→ **What needs to be done**: Faithfully repeat all of the records, as they are written below.

Items listed in a dataset
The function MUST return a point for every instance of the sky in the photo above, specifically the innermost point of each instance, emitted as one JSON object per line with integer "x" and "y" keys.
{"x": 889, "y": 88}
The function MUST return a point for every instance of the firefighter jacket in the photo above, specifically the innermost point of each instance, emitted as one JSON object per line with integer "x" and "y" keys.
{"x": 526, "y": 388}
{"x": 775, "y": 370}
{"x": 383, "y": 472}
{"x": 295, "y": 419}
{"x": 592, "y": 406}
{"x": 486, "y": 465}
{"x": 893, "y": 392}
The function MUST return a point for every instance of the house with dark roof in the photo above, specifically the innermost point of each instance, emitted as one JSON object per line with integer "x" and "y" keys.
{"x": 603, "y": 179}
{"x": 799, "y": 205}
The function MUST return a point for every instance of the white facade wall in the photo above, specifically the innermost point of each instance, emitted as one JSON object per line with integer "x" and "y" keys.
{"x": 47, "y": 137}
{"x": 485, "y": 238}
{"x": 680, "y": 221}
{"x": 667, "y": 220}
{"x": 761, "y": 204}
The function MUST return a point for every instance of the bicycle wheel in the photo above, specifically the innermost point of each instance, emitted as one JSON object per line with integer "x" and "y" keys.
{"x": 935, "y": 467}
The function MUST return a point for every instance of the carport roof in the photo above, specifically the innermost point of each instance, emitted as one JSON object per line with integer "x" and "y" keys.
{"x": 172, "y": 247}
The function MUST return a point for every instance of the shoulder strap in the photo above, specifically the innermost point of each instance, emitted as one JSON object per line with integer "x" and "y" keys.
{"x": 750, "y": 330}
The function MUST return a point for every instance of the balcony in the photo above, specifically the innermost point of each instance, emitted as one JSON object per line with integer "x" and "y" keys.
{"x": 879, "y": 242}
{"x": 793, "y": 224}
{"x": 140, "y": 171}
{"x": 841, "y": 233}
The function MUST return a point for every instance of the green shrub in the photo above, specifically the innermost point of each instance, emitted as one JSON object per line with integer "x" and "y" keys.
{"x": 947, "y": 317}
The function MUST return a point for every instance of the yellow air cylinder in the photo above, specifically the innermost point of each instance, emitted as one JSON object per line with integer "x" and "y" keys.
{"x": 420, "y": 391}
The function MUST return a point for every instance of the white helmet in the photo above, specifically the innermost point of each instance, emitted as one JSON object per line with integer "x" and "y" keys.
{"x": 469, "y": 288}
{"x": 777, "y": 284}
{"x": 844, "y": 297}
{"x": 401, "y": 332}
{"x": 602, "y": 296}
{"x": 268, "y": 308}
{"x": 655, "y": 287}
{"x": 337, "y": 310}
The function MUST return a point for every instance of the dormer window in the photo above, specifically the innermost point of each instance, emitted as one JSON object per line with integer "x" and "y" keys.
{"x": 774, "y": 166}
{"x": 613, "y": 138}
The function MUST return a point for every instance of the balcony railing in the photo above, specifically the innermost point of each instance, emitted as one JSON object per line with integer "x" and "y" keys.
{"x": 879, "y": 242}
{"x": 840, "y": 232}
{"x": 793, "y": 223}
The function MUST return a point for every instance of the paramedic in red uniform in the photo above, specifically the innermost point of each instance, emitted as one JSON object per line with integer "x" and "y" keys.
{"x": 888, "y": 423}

→ **Output below**:
The function MUST return a point for every instance of the sky in the photo above, specifically the innermost point of each instance, emitted as one JSON object per line with integer "x" and "y" keys.
{"x": 889, "y": 88}
The function MUST return a point for every instance of the firefighter jacket in the photo above, specifically the innermost point of each instance, emitted as one JSON object per line with integer "x" and "y" keys.
{"x": 526, "y": 388}
{"x": 775, "y": 370}
{"x": 383, "y": 472}
{"x": 295, "y": 419}
{"x": 592, "y": 406}
{"x": 486, "y": 465}
{"x": 893, "y": 392}
The function MUST return a point for every instance of the house with dark roof in the photo above, specifically the innermost point of each instance, emitted as one JSON object per line with integer "x" and "y" keys.
{"x": 603, "y": 179}
{"x": 799, "y": 205}
The function MUST return a point for every instance of the white facade wall in the photo above, specifically the innermost point of each instance, emitted as one JSON object per line with integer "x" and "y" keys.
{"x": 47, "y": 137}
{"x": 485, "y": 238}
{"x": 680, "y": 221}
{"x": 667, "y": 220}
{"x": 761, "y": 204}
The function MUST return a point for every instance of the bicycle wheel in the photo above, specifically the innermost point of each instance, emitted as one JSON object per line with integer "x" and "y" keys.
{"x": 935, "y": 467}
The function MUST return a point for every instance of the carport roof in the photo above, specifically the innermost point of each instance, emitted as one JSON object per line with integer "x" and "y" keys.
{"x": 172, "y": 247}
The function MUST return a point for every instance of the shoulder strap in the photo above, specifically the innermost point of each instance, emitted as one JSON object per line with integer "x" and "y" keys.
{"x": 750, "y": 330}
The function MUST return a point for every instance of the balcony in the photo above, specifically the innermost point of each instance, emitted as one JSON object per line with integer "x" and "y" keys.
{"x": 879, "y": 242}
{"x": 793, "y": 224}
{"x": 140, "y": 171}
{"x": 841, "y": 233}
The function MUST return a point for every instance of the green shrub in the photo above, specifically the innermost point of each instance, emitted as one JSON object per line with integer "x" and "y" keys.
{"x": 947, "y": 317}
The function MUST return a point for every instance of the yellow air cylinder in the photo above, specifically the innermost point of each instance, emitted as one JSON object per line with integer "x" and "y" keys.
{"x": 420, "y": 391}
The function MUST return a point for every instance of the white helmet in the photo above, specifically the innermost point of each instance, emitted as one JSON object per line with integer "x" and "y" keys.
{"x": 469, "y": 288}
{"x": 777, "y": 284}
{"x": 844, "y": 297}
{"x": 401, "y": 332}
{"x": 602, "y": 296}
{"x": 268, "y": 308}
{"x": 655, "y": 287}
{"x": 337, "y": 310}
The function MUST return a point for every instance of the dormer window in the photo above, specifically the innermost point of each instance, emitted as one JSON object per line with integer "x" and "y" keys.
{"x": 774, "y": 166}
{"x": 613, "y": 138}
The function MUST return a point for every instance of the balcony railing in the photo above, specifically the innermost point of each instance, emitted as one JSON object per line with integer "x" and "y" keys.
{"x": 879, "y": 242}
{"x": 840, "y": 232}
{"x": 793, "y": 223}
The function MUST return a point for every instance of the paramedic in red uniform in the photo above, specifically the innermost point of each instance, emitted as one JSON object per line with integer "x" and "y" keys.
{"x": 888, "y": 423}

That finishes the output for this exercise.